— Passage given —
-- begin --
Multi-Path Regular Expressions

(MPRegex) Language

The Multi-Path Regular Expression engine (MPRegex) is designed to aid in developing systems which extract collections of useful features from streams of data at high speeds.

There are a few key differences between MPRegex and more traditional regular expression implementations:

Atoms

Atoms are the smallest unit of a regular expression. For example single characters are atoms. However, character classes are also atoms.

In any expression an atom represents a single character matched in the data being analyzed. In the case of an ordinary character, the atom matches one character in the data that is identical to the one character in the expression. In the case of a character class, the atom matches one character in the data that is equivalent to any of the characters in the character class.

Characters

Characters are the most basic element of MPRegex syntax. With the exception of meta characters or characters that have been redefined, each character matches itself in a given pattern.

When a Meta Character must be used literally in a pattern it can be injected by "escaping" it with the backslash ( \ ) meta character.

When a character that is not in the current character set must be represented in a pattern then it can be injected into the pattern using the ampersand ( & ) character followed by the numeric code for the character in either decimal or hex, ending with a semicolon. For example, the ascii carriage return character might be represented as &13; in decimal or perhaps &x0d; in hexadecimal.
-- end --
[Shape boundary entries]
-- begin --
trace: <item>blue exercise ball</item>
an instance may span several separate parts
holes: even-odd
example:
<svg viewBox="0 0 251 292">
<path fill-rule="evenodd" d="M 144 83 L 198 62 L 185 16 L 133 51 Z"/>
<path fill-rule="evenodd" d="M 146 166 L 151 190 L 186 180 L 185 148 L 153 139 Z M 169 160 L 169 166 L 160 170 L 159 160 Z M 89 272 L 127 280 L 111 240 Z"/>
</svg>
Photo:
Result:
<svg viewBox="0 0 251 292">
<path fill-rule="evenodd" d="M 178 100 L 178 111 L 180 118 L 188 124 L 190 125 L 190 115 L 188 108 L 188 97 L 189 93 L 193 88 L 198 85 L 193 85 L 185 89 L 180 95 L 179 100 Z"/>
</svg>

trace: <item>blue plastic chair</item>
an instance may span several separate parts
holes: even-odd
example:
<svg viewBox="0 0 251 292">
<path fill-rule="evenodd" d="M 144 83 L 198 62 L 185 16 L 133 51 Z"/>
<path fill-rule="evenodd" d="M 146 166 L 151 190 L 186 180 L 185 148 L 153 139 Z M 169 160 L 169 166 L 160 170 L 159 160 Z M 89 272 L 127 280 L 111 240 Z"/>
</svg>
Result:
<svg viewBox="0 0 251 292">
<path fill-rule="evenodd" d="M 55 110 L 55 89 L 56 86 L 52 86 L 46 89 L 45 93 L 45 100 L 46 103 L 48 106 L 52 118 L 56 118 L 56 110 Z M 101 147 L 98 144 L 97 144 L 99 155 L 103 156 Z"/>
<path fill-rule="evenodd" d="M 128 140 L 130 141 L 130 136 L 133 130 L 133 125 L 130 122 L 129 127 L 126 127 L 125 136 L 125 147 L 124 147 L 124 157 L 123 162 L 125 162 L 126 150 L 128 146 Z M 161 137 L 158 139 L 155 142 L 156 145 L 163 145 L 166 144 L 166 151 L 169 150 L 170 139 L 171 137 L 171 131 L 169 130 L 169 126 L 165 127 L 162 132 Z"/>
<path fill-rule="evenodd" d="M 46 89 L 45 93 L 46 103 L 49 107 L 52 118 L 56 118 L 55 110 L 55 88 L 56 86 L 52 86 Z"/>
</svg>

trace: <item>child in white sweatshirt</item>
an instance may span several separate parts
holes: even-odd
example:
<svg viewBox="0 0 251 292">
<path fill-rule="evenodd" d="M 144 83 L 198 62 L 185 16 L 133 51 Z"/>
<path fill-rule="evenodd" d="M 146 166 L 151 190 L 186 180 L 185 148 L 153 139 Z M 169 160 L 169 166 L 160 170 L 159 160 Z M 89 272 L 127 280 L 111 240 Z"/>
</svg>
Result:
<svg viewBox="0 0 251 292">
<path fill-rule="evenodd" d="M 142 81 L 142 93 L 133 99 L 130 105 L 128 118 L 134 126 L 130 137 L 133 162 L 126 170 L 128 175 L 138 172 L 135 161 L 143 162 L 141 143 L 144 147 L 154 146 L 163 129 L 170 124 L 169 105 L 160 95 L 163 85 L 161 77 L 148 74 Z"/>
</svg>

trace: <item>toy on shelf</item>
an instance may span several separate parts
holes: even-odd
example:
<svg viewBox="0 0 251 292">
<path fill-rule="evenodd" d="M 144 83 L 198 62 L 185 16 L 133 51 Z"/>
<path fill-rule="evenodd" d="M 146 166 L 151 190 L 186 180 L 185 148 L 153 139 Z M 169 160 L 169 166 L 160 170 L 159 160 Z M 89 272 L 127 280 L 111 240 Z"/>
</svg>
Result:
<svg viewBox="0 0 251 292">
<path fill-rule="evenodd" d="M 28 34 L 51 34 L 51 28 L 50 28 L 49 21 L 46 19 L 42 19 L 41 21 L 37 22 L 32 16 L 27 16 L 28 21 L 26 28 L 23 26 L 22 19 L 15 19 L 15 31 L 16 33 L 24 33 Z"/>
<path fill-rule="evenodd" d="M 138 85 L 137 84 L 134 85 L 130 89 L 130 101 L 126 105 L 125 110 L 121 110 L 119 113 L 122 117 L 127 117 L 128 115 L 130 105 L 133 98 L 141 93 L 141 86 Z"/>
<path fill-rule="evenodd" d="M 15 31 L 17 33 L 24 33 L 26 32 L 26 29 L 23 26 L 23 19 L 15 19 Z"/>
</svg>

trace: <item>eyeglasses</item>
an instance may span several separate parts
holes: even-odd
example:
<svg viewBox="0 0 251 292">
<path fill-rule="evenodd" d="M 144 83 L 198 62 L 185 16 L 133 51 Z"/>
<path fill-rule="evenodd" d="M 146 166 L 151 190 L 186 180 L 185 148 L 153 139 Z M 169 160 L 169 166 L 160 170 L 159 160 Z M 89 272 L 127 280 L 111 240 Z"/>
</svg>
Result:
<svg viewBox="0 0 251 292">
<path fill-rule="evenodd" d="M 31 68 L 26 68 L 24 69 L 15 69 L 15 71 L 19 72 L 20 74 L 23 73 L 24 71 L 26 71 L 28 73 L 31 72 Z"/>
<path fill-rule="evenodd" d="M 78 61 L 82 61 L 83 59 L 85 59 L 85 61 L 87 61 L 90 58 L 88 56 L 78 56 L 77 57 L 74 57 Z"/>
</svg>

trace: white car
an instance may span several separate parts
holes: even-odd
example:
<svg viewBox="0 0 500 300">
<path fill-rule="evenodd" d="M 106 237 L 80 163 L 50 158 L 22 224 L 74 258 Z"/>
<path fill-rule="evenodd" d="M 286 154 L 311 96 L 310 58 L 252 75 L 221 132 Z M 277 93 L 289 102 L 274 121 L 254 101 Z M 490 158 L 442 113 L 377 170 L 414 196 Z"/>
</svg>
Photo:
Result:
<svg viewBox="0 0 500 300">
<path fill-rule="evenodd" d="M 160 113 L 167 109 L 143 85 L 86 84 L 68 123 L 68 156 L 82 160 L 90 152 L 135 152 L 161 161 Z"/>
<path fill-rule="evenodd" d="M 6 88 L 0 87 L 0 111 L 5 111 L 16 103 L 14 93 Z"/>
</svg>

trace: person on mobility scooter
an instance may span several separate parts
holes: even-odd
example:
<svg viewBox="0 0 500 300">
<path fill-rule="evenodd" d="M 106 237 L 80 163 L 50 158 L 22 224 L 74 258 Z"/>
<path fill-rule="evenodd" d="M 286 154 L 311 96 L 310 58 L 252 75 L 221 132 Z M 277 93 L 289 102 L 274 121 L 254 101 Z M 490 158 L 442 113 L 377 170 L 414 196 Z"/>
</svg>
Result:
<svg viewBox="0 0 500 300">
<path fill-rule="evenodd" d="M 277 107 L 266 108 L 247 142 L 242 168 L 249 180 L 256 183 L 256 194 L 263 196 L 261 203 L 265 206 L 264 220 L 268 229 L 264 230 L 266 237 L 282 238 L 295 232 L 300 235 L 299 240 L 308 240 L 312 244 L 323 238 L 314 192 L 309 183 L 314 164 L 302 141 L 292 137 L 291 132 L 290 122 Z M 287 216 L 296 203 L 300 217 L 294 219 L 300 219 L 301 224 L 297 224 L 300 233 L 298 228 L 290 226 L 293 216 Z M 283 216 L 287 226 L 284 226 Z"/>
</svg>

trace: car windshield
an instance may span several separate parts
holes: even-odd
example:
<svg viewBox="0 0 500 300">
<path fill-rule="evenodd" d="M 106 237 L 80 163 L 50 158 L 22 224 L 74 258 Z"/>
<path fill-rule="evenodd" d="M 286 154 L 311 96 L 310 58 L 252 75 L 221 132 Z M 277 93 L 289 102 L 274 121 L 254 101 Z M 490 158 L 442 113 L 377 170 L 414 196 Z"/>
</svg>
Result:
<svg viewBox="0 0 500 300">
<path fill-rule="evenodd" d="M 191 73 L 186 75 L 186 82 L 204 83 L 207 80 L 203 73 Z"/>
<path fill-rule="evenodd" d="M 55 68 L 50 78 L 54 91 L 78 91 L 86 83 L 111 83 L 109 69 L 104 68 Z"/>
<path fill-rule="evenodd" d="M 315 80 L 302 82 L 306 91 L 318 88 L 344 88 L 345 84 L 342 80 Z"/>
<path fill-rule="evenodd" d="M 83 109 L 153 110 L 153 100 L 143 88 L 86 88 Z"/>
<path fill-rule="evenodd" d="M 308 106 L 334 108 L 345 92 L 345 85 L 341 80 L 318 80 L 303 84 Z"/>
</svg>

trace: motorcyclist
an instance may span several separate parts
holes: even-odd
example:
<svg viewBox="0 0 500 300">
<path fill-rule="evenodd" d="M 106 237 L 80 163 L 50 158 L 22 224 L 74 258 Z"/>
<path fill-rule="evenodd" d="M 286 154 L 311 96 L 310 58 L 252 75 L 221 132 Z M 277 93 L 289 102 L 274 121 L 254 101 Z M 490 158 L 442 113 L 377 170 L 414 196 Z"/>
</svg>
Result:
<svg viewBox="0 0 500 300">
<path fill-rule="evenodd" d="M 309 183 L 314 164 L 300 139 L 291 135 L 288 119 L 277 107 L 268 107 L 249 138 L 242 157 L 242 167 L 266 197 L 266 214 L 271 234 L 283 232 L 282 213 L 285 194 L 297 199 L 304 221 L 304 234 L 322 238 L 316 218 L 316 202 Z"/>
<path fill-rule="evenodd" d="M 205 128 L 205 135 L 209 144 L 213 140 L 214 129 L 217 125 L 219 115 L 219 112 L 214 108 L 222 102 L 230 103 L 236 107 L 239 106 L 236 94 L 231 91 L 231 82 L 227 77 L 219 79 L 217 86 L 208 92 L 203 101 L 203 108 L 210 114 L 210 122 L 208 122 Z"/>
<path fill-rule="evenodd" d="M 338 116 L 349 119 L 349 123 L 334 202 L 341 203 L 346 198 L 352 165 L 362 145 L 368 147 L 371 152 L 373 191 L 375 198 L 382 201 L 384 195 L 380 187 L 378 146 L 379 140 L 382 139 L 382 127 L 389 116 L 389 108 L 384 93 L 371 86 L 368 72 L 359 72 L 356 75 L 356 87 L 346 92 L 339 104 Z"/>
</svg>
-- end --
-- begin --
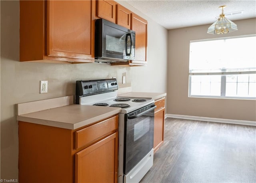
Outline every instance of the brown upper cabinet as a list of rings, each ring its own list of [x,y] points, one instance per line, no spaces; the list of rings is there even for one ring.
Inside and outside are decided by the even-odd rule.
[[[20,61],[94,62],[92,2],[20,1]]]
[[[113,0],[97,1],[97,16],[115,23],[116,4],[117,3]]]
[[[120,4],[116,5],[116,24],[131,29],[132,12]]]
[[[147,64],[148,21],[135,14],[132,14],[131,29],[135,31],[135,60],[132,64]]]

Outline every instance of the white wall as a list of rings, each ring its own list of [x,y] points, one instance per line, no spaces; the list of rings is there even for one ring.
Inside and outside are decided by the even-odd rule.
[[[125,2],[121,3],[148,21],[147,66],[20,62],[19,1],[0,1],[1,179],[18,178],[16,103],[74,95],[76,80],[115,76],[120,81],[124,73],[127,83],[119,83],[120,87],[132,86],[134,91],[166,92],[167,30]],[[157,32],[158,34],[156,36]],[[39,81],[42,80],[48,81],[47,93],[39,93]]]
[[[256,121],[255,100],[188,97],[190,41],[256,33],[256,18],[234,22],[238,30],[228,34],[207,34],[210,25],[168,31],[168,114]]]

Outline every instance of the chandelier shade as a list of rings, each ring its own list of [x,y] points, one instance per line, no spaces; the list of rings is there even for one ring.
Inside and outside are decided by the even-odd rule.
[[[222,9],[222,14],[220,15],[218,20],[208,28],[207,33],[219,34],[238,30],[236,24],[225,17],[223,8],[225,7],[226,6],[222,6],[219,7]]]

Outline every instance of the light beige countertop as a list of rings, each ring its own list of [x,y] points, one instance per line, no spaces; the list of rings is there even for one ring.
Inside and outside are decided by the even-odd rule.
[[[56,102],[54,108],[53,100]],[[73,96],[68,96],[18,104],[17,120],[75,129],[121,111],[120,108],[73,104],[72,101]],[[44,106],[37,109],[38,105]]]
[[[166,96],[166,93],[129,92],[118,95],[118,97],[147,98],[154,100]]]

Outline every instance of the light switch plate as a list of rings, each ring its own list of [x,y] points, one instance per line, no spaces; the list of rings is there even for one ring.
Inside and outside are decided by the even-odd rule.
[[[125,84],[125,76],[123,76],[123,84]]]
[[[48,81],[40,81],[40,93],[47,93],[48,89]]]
-- end --
— Complete the following —
a: Update the passage on the MPRegex language from "Characters are the" to "a given pattern.", replacing "pattern" with "expression".
b: Based on the passage on the MPRegex language, state whether each statement holds: (i) character classes count as atoms; (ii) a meta character is used literally by escaping it with a forward slash; (iii) a character outside the current character set is injected with the percent sign followed by its numeric code.
c: Resume the passage on the MPRegex language after its final sentence.
The records are separate material and stand apart from the passage on the MPRegex language.

— Answers to the exercise —
a:
Characters are the most basic element of MPRegex syntax. With the exception of meta characters or characters that have been redefined, each character matches itself in a given expression.

b:
(i) Yes: "However, character classes are also atoms."
(ii) No: "escaping" it with the backslash ( \ ) meta character.
(iii) No: "using the ampersand ( & ) character followed by the numeric code for the character in either decimal or hex, ending with a semicolon."

c:
In MPRegex you could also represent a character is with a friendly mnemonic using a named character class. We will cover named character classes later, but to eliminate some of the suspense an example might be: `[cr]

Meta Characters

The following is a list of meta-characters in order of precedence, their meanings and uses:

` Back tic is used to invoke special command functions and features such as defining or invoking named functions, expressions, quantifications, character classes, and definitions.

\ Backslash is used to escape meta characters and redefined characters so that they are interpreted literally. (A redefined character is a named character class where the name is one character long... more later) Unlike conventional regular expressions, in MPRegex the backslash character has no other special meanings. It always means - match the next character literally.

& Ampersand is used to insert a numerical character description in either decimal or hexadecimal. notation.

[ Open square bracket is used to mark the start of a character class or subclass. It is paired with the ] which marks the end of a character class or subclass.

{ Open curly brace is used to delineate the start of a quantification. It is paired with the } which is used to mark the end of a quantification.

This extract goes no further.